TASK ITEM:
All lines of the data shown below should be output exactly as they stand.

------------------------------

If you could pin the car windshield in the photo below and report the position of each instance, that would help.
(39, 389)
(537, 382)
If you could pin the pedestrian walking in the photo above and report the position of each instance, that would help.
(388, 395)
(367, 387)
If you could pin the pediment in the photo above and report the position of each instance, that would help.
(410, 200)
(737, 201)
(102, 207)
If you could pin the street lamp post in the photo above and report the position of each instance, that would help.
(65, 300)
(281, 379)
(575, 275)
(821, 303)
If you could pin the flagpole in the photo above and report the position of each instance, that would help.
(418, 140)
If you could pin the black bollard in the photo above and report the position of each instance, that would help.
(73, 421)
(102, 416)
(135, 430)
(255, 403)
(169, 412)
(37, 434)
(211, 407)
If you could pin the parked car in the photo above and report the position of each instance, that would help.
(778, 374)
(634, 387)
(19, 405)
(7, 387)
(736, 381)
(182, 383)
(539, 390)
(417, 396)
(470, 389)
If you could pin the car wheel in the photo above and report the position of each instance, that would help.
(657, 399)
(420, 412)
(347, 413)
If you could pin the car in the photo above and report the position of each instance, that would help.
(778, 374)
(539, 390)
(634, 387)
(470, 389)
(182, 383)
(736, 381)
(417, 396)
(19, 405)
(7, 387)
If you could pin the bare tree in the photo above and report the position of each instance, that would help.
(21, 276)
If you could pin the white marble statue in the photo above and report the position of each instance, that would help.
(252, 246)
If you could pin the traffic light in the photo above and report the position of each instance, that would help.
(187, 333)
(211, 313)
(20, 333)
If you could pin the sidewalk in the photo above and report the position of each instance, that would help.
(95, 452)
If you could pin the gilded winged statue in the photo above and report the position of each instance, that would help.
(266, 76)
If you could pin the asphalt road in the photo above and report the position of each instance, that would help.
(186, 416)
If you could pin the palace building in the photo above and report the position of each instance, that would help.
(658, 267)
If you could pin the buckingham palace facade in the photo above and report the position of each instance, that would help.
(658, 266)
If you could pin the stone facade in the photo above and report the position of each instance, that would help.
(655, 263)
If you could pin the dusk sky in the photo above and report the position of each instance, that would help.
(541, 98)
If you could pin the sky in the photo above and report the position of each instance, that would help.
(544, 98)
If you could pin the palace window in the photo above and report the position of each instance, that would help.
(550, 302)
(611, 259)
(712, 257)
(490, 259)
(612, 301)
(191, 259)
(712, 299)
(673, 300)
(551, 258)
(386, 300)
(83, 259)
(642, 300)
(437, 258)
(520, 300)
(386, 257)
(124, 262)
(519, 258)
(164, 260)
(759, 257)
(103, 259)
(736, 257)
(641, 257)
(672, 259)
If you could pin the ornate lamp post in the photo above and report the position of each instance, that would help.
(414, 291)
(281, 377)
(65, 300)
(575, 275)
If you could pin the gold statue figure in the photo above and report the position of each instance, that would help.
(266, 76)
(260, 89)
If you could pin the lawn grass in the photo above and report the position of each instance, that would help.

------------------------------

COMPLETED TASK:
If you could pin the car windshield in the photo below and report the position of each instance, that would help.
(39, 389)
(537, 382)
If you could pin the pedestrian walking in the photo above and report the position of each instance, that would help.
(388, 395)
(367, 387)
If you could pin the pediment in the photo above and report the position of each instance, that would help.
(410, 200)
(737, 201)
(102, 207)
If you could pin the street lamp post in the photo above and report the position of each instance, that would help.
(65, 300)
(281, 379)
(575, 275)
(821, 303)
If you could pin the flagpole in the photo above and report the position of each instance, that would help.
(418, 140)
If you could pin the black bollard in the photo above and report the position of each instance, that would help.
(73, 421)
(102, 416)
(135, 430)
(255, 403)
(169, 412)
(37, 434)
(211, 407)
If you could pin the parked car in the photo above and report the position of each instance, that would help.
(778, 374)
(634, 387)
(19, 405)
(7, 387)
(736, 381)
(182, 383)
(539, 390)
(417, 396)
(470, 389)
If you could pin the car wheel in the photo above and report the position of each instance, that would help.
(657, 399)
(420, 412)
(347, 413)
If you could pin the car in the photo above and report the position of each instance, that would help.
(778, 374)
(539, 390)
(634, 387)
(470, 389)
(182, 383)
(736, 381)
(417, 396)
(19, 405)
(7, 387)
If you could pin the bare tree in the photo above and report the position of each instance, that would help.
(21, 276)
If you could pin the white marble statue in the photo above and report the position of each instance, that would help.
(252, 246)
If you could pin the traffic light in the photo above and report the position of each instance, that would help.
(187, 333)
(211, 313)
(20, 333)
If you could pin the sidewalk in the photo above and report the position of each instance, that would help.
(95, 452)
If you could pin the gilded winged statue in the photo above and report the position of each instance, that would help.
(266, 76)
If you could pin the asphalt road in the photo above and report the position of each instance, that would help.
(186, 416)
If you could pin the palace building in the photo above and report the position of each instance, that would help.
(658, 267)
If you could pin the buckingham palace facade in the photo above and report the position of each instance, that would help.
(658, 266)
If you could pin the stone facade in the photo above and report the position of each instance, that would help.
(655, 263)
If you could pin the dusk sky in the photo above and report the position of each instance, that would help.
(541, 98)
If you could pin the sky in the photo above and report the position of each instance, that would help.
(544, 98)
If you could pin the palace window in the photo above and report the position of each instance, that would help.
(550, 302)
(611, 259)
(712, 257)
(490, 259)
(612, 301)
(191, 259)
(712, 299)
(673, 300)
(551, 258)
(386, 300)
(83, 259)
(642, 300)
(437, 258)
(520, 300)
(386, 257)
(124, 262)
(519, 258)
(164, 260)
(759, 257)
(103, 259)
(736, 257)
(641, 257)
(672, 259)
If you could pin the ornate lamp post in the photo above and report the position of each instance, that would help.
(414, 291)
(281, 377)
(65, 300)
(575, 275)
If you could pin the gold statue figure in the photo above and report the position of each instance, that would help.
(266, 76)
(260, 89)
If you could pin the lawn grass in the photo above and report the position of each instance, that would help.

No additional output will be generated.